## Article:
• • • •

This might be something different, or a side-effect that's not
understood; I haven't seen this happen again since I applied my change,
and I used to be able to make it happen every time within 2 or 3
invocations of my "failing" core dump procedure.  Now I have dumped core
using my "failing" procedure 10-15 times in a row with no ill-effects.

I'll keep an eye out for this one though.


^ permalink raw reply	[flat|nested] 27+ messages in thread

* Re: [2.6.27.24] Kernel coredump to a pipe is failing
  2009-05-26 23:41         ` Andi Kleen
  2009-05-26 23:45           ` Andrew Morton
@ 2009-05-27 20:25           ` Jesper Juhl
  2009-05-29 10:34           ` Pavel Machek
  2 siblings, 0 replies; 27+ messages in thread
From: Jesper Juhl @ 2009-05-27 20:25 UTC (permalink / raw)
  To: Andi Kleen; +Cc: Andrew Morton, paul, linux-kernel

On Wed, 27 May 2009, Andi Kleen wrote:

> On Tue, May 26, 2009 at 04:28:21PM -0700, Andrew Morton wrote:
> > On Wed, 27 May 2009 01:14:28 +0200
> > Andi Kleen <andi@firstfloor.org> wrote:
> > 
> > > On Tue, May 26, 2009 at 04:00:17PM -0700, Andrew Morton wrote:
> > > > dump_write() doesn't seem right, either.  If ->write() returns, say,
> > > > 100 then the dump should keep on going.  At present it treats this
> > > > return as an error.
> > > 
> > > I think that's correct actually. Short write typically means serious 
> > > issue like disk full or broken pipe, so stopping is good.
> > 
> > But we shouldn't assume that.  It could be that the ->write
> > implementation is perfectly able to absorb the remaining data.
> 
> Maybe in theory, but in practice that's unlikely isn't it?
> Disk is full or pipe is blocking etc.
> 
> > We should only error out of the write() returned zero or -EFOO.
> > The current code is simply buggy, but got lucky.
> 
> Maybe very pedantically, but I would argue that most programs 
> don't do what you're saying (retry on any short write) and
> it's actually not very nice to always write a loop for each write.

• • • •

## Information given:
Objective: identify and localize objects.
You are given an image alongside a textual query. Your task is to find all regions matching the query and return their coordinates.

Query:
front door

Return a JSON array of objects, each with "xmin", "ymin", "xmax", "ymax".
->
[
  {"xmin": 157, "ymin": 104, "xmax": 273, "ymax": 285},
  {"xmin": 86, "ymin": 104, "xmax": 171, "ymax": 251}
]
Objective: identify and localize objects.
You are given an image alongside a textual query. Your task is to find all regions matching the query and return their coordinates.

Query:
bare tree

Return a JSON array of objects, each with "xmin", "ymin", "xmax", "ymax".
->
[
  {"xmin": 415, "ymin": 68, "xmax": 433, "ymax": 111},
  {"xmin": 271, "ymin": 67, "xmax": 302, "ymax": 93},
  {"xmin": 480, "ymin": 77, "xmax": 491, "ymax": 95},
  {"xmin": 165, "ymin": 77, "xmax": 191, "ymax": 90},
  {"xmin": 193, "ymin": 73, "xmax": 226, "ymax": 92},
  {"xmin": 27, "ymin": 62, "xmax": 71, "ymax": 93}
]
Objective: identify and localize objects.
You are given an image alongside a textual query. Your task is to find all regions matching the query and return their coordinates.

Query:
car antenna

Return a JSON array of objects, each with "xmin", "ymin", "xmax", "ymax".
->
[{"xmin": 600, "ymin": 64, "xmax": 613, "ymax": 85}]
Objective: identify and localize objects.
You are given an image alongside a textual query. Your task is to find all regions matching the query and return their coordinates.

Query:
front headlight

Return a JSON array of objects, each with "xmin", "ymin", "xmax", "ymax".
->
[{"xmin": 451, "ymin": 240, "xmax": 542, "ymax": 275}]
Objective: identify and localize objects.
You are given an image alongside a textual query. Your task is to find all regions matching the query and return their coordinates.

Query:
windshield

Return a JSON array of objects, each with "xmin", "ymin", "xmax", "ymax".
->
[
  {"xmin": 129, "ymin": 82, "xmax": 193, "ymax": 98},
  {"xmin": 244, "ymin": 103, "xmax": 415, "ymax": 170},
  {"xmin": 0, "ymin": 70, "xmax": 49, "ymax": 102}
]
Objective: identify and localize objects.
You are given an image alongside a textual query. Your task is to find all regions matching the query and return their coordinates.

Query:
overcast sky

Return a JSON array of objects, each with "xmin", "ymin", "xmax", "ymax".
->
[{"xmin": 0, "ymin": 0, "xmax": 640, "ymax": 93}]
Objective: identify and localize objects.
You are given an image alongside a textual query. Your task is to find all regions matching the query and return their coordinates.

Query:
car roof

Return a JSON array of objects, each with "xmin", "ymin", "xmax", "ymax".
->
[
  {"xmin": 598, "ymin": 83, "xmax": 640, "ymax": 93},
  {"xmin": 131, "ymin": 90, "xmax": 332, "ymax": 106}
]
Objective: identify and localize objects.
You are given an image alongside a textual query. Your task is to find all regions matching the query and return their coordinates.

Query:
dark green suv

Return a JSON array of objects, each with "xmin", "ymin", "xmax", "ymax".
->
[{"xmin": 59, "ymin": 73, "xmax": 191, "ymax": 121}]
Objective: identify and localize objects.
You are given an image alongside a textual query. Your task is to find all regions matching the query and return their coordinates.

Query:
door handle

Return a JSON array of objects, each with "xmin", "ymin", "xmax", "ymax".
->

• • • •

## What you need to do:
1 > According to the kernel coredump thread, what does a short write typically indicate?
2 > Proceed with the kernel coredump thread, starting immediately after its final line.
The records are not required for the tasks.

## Expected outputs:
1 > A serious issue, such as a full disk or a broken pipe.

2 >
> 
My experience, from userspace, both with the codebases I currently work on 
professionally and my own hobby projects, is that people usually write a 
"write wrapper" function that deals with short writes, interrupted system 
call etc and then just call the wrapper so one does not have to open-code 
a loop everywhere one wants to call write() - one just calls the wrapper 
function that does the right thing.

-- 
Jesper Juhl <jj@chaosbits.net>             http://www.chaosbits.net/
Plain text mails only, please      http://www.expita.com/nomime.html
Don't top-post  http://www.catb.org/~esr/jargon/html/T/top-post.html


^ permalink raw reply	[flat|nested] 27+ messages in thread

* Re: [2.6.27.24] Kernel coredump to a pipe is failing
  2009-05-27 19:49         ` Paul Smith
@ 2009-05-27 20:34           ` Oleg Nesterov
  0 siblings, 0 replies; 27+ messages in thread
From: Oleg Nesterov @ 2009-05-27 20:34 UTC (permalink / raw)
  To: Paul Smith; +Cc: Andi Kleen, linux-kernel, Andrew Morton, Roland McGrath

On 05/27, Paul Smith wrote:
>
> On Wed, 2009-05-27 at 21:05 +0200, Oleg Nesterov wrote:
> > On 05/27, Andi Kleen wrote:
> > >
> > > > Actually, I think there is a strong reason to handle signals during
> > > > core dumping. The coredump can take a lot of time/resources, not good
> > > > it looks like unkillable procees to users.
> > >
> > > One problem with that is if you send a process a string of signals that cause
> > > a core dump and then kill. In the old case you would just get a full core dump
> > > on the first signal and be done. With your change it would process
> > > the second signal too and stop the dumping and you get none or a partial
> > > core dump. That might well break existing setups.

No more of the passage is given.